> **To do**:
Count the lines in the records that contain the string "leaf", treating uppercase and lowercase as different. Reply with only the number.

> **Pointing records**:
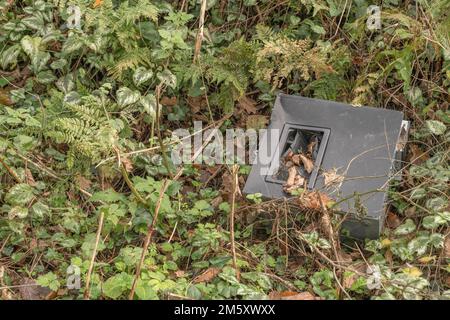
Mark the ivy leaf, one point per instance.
(148, 102)
(436, 127)
(49, 280)
(31, 45)
(115, 286)
(9, 57)
(436, 203)
(19, 212)
(168, 78)
(126, 96)
(432, 222)
(141, 75)
(144, 291)
(407, 227)
(35, 22)
(19, 195)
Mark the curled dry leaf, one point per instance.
(447, 247)
(256, 122)
(392, 220)
(294, 180)
(311, 200)
(416, 155)
(331, 177)
(248, 105)
(311, 146)
(127, 164)
(29, 177)
(290, 295)
(208, 275)
(307, 163)
(169, 102)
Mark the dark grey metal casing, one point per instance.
(361, 144)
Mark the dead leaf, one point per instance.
(290, 295)
(311, 146)
(307, 163)
(349, 280)
(29, 177)
(30, 290)
(294, 180)
(196, 103)
(392, 220)
(311, 201)
(248, 105)
(257, 122)
(416, 155)
(97, 3)
(447, 247)
(168, 102)
(208, 275)
(5, 98)
(291, 177)
(331, 177)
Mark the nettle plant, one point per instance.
(420, 238)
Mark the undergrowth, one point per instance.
(86, 115)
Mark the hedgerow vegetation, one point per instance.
(86, 116)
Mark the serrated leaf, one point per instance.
(115, 286)
(407, 227)
(141, 75)
(148, 102)
(432, 222)
(126, 96)
(20, 194)
(9, 57)
(168, 78)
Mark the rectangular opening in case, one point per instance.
(297, 139)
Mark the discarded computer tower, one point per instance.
(362, 146)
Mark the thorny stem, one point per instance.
(131, 186)
(10, 171)
(158, 131)
(87, 291)
(234, 172)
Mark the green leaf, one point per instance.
(17, 212)
(436, 204)
(9, 57)
(436, 127)
(144, 291)
(168, 78)
(49, 280)
(31, 45)
(20, 195)
(35, 22)
(115, 286)
(407, 227)
(148, 102)
(432, 222)
(126, 96)
(141, 75)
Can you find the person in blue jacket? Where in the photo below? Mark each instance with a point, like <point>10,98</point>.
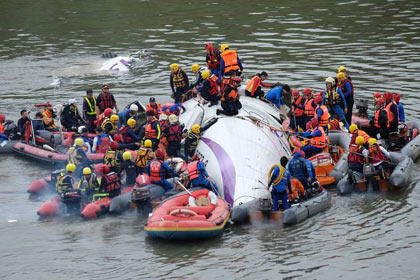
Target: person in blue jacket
<point>280,179</point>
<point>275,95</point>
<point>127,114</point>
<point>199,176</point>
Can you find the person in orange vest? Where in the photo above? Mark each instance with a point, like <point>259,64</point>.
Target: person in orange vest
<point>253,88</point>
<point>309,105</point>
<point>316,141</point>
<point>321,112</point>
<point>230,99</point>
<point>199,176</point>
<point>152,129</point>
<point>298,110</point>
<point>210,89</point>
<point>230,62</point>
<point>156,170</point>
<point>391,107</point>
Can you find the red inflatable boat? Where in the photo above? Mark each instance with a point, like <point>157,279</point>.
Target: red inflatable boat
<point>174,220</point>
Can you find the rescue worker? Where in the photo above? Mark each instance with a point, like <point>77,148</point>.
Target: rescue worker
<point>280,180</point>
<point>391,107</point>
<point>143,156</point>
<point>109,126</point>
<point>253,88</point>
<point>321,113</point>
<point>276,95</point>
<point>355,131</point>
<point>101,141</point>
<point>130,168</point>
<point>229,62</point>
<point>156,170</point>
<point>88,184</point>
<point>113,157</point>
<point>154,106</point>
<point>334,99</point>
<point>48,116</point>
<point>380,123</point>
<point>210,89</point>
<point>309,105</point>
<point>78,157</point>
<point>70,117</point>
<point>346,86</point>
<point>152,129</point>
<point>230,99</point>
<point>127,114</point>
<point>199,176</point>
<point>65,180</point>
<point>315,141</point>
<point>178,81</point>
<point>298,110</point>
<point>174,136</point>
<point>401,114</point>
<point>127,131</point>
<point>89,110</point>
<point>106,100</point>
<point>358,155</point>
<point>213,59</point>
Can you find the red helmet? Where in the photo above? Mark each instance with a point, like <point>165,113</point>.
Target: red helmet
<point>105,169</point>
<point>307,91</point>
<point>397,97</point>
<point>160,154</point>
<point>387,96</point>
<point>318,99</point>
<point>114,145</point>
<point>108,112</point>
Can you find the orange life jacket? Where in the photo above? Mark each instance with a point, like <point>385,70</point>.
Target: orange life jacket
<point>230,57</point>
<point>193,170</point>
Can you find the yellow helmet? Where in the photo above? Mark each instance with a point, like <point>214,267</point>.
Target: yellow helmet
<point>127,155</point>
<point>87,171</point>
<point>360,140</point>
<point>174,66</point>
<point>70,167</point>
<point>79,142</point>
<point>195,68</point>
<point>147,143</point>
<point>341,69</point>
<point>341,76</point>
<point>353,128</point>
<point>114,118</point>
<point>195,128</point>
<point>205,74</point>
<point>223,47</point>
<point>131,123</point>
<point>372,141</point>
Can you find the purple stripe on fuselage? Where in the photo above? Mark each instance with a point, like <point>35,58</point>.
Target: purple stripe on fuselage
<point>226,168</point>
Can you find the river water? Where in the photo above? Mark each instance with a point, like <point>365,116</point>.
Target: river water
<point>297,42</point>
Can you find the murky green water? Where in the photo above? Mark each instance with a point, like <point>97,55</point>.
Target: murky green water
<point>299,43</point>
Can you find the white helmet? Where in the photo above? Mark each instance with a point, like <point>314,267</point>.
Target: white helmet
<point>134,107</point>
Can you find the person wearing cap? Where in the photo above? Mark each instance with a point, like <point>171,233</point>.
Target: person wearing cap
<point>155,107</point>
<point>210,89</point>
<point>334,99</point>
<point>253,88</point>
<point>125,115</point>
<point>70,117</point>
<point>229,62</point>
<point>213,59</point>
<point>89,110</point>
<point>106,100</point>
<point>178,81</point>
<point>276,95</point>
<point>230,99</point>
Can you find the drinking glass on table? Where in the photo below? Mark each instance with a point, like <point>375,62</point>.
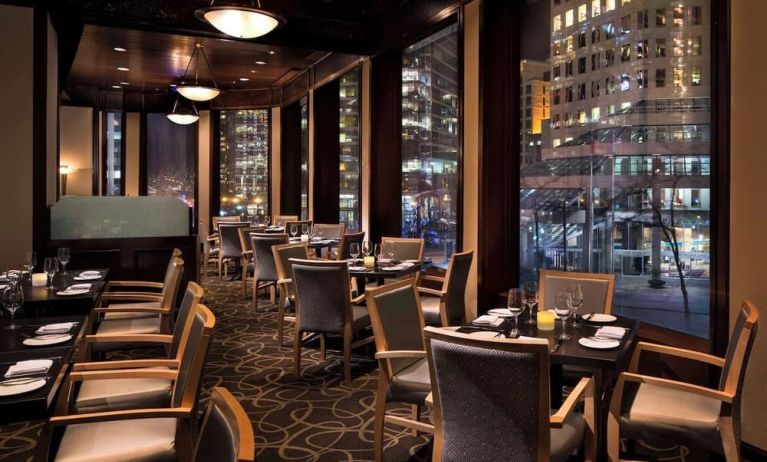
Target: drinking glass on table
<point>562,308</point>
<point>515,306</point>
<point>13,298</point>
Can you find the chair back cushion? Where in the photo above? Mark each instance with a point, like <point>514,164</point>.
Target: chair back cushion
<point>322,295</point>
<point>263,256</point>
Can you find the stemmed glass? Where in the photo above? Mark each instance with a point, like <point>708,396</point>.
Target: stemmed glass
<point>530,297</point>
<point>13,298</point>
<point>562,308</point>
<point>50,266</point>
<point>575,293</point>
<point>515,306</point>
<point>63,256</point>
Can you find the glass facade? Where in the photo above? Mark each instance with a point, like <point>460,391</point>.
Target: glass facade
<point>430,142</point>
<point>615,154</point>
<point>244,163</point>
<point>349,167</point>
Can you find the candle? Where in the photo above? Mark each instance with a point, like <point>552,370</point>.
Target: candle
<point>39,280</point>
<point>546,320</point>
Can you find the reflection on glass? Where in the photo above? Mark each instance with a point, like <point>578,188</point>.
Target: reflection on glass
<point>244,163</point>
<point>430,142</point>
<point>615,165</point>
<point>349,167</point>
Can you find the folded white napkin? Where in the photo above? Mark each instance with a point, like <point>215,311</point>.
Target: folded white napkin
<point>614,332</point>
<point>55,328</point>
<point>29,367</point>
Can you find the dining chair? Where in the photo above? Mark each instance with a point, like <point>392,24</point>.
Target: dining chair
<point>324,307</point>
<point>658,409</point>
<point>597,288</point>
<point>491,401</point>
<point>282,255</point>
<point>161,433</point>
<point>264,268</point>
<point>231,249</point>
<point>398,323</point>
<point>93,387</point>
<point>447,306</point>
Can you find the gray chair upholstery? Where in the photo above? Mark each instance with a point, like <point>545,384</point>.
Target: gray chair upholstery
<point>491,401</point>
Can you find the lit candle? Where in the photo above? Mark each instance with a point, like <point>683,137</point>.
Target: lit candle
<point>39,280</point>
<point>546,320</point>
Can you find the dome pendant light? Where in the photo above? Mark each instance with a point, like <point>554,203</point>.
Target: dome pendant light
<point>197,92</point>
<point>240,21</point>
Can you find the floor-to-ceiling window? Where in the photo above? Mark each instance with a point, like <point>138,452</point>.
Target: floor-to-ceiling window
<point>431,142</point>
<point>615,151</point>
<point>244,163</point>
<point>349,167</point>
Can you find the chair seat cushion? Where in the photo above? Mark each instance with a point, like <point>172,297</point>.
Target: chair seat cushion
<point>565,440</point>
<point>652,412</point>
<point>145,440</point>
<point>411,384</point>
<point>119,394</point>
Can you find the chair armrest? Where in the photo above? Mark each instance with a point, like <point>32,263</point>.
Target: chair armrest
<point>400,354</point>
<point>672,351</point>
<point>124,364</point>
<point>584,388</point>
<point>681,386</point>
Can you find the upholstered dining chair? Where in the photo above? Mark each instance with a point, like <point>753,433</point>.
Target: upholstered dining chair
<point>658,409</point>
<point>264,268</point>
<point>282,255</point>
<point>161,433</point>
<point>447,306</point>
<point>324,307</point>
<point>597,288</point>
<point>149,385</point>
<point>491,401</point>
<point>397,321</point>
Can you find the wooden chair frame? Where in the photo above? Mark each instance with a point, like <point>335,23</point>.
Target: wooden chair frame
<point>347,334</point>
<point>729,426</point>
<point>584,389</point>
<point>384,355</point>
<point>610,278</point>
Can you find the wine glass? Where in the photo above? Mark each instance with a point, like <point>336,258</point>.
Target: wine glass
<point>575,291</point>
<point>63,256</point>
<point>50,266</point>
<point>562,309</point>
<point>515,306</point>
<point>530,297</point>
<point>354,250</point>
<point>13,298</point>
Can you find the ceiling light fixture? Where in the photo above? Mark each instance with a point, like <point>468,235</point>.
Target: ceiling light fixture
<point>197,92</point>
<point>240,21</point>
<point>183,114</point>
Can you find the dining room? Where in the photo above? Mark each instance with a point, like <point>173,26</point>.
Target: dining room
<point>379,230</point>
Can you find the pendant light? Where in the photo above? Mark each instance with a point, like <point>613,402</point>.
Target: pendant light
<point>183,114</point>
<point>197,92</point>
<point>240,21</point>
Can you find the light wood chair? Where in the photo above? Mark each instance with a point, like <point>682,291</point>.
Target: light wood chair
<point>324,307</point>
<point>397,320</point>
<point>447,306</point>
<point>669,410</point>
<point>487,407</point>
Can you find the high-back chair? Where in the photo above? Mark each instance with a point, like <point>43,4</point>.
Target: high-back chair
<point>597,288</point>
<point>397,321</point>
<point>140,434</point>
<point>230,250</point>
<point>491,401</point>
<point>264,268</point>
<point>282,255</point>
<point>659,409</point>
<point>447,306</point>
<point>226,434</point>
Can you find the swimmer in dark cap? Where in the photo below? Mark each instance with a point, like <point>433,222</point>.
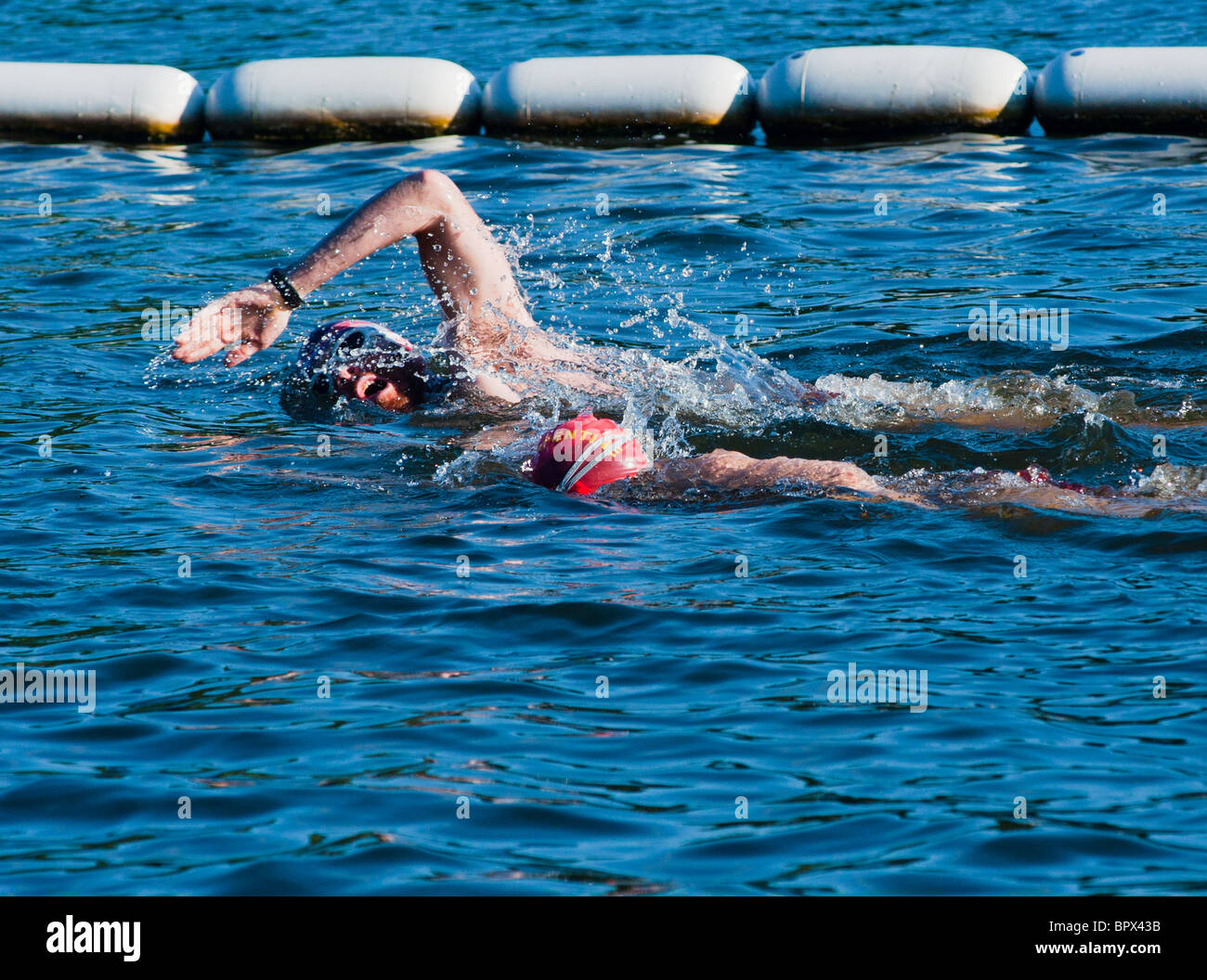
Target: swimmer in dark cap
<point>487,334</point>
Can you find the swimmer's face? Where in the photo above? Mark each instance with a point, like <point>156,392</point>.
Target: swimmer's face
<point>378,378</point>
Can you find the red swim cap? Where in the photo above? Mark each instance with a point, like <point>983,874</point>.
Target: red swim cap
<point>583,454</point>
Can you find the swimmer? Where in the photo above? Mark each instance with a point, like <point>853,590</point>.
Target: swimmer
<point>586,453</point>
<point>487,342</point>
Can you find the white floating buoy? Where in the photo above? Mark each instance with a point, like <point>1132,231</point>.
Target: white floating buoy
<point>97,101</point>
<point>1153,89</point>
<point>327,99</point>
<point>888,89</point>
<point>622,95</point>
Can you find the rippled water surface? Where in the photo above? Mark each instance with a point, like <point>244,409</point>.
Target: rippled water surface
<point>482,690</point>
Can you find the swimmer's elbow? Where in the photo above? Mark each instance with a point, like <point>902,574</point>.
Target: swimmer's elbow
<point>435,183</point>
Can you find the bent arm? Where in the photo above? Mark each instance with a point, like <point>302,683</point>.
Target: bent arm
<point>463,264</point>
<point>466,268</point>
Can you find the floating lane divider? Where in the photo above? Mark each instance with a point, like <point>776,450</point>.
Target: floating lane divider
<point>1126,89</point>
<point>848,92</point>
<point>331,99</point>
<point>631,95</point>
<point>85,101</point>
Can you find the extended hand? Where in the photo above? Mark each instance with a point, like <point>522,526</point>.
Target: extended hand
<point>253,316</point>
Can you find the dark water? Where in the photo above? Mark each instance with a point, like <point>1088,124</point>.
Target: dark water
<point>344,566</point>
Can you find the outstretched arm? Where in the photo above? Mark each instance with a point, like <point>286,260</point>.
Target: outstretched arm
<point>465,267</point>
<point>725,470</point>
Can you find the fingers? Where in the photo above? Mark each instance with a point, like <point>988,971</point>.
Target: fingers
<point>210,329</point>
<point>241,353</point>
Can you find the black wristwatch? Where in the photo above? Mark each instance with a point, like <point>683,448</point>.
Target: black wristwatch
<point>288,290</point>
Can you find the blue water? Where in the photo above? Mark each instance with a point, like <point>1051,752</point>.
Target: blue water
<point>483,688</point>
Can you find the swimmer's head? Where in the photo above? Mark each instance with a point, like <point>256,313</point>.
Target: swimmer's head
<point>580,455</point>
<point>363,361</point>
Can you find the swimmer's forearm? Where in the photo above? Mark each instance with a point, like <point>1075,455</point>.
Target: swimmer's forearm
<point>736,471</point>
<point>401,210</point>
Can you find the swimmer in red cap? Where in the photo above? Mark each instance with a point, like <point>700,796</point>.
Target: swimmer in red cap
<point>582,455</point>
<point>487,341</point>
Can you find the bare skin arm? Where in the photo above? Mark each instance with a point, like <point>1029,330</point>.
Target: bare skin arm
<point>465,267</point>
<point>727,470</point>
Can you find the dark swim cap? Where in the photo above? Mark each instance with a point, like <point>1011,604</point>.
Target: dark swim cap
<point>583,454</point>
<point>331,345</point>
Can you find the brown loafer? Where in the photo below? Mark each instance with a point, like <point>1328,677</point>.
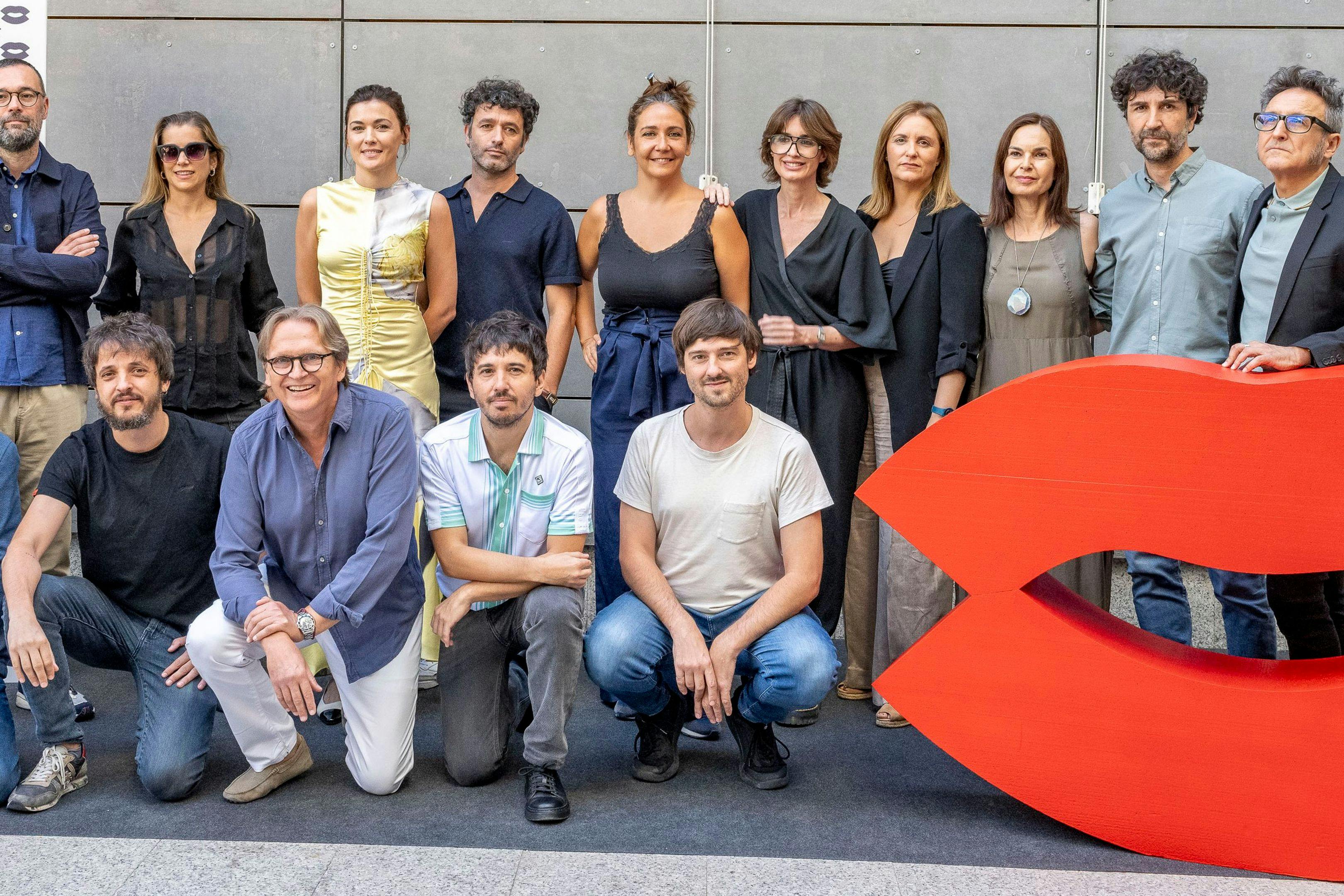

> **Full solution**:
5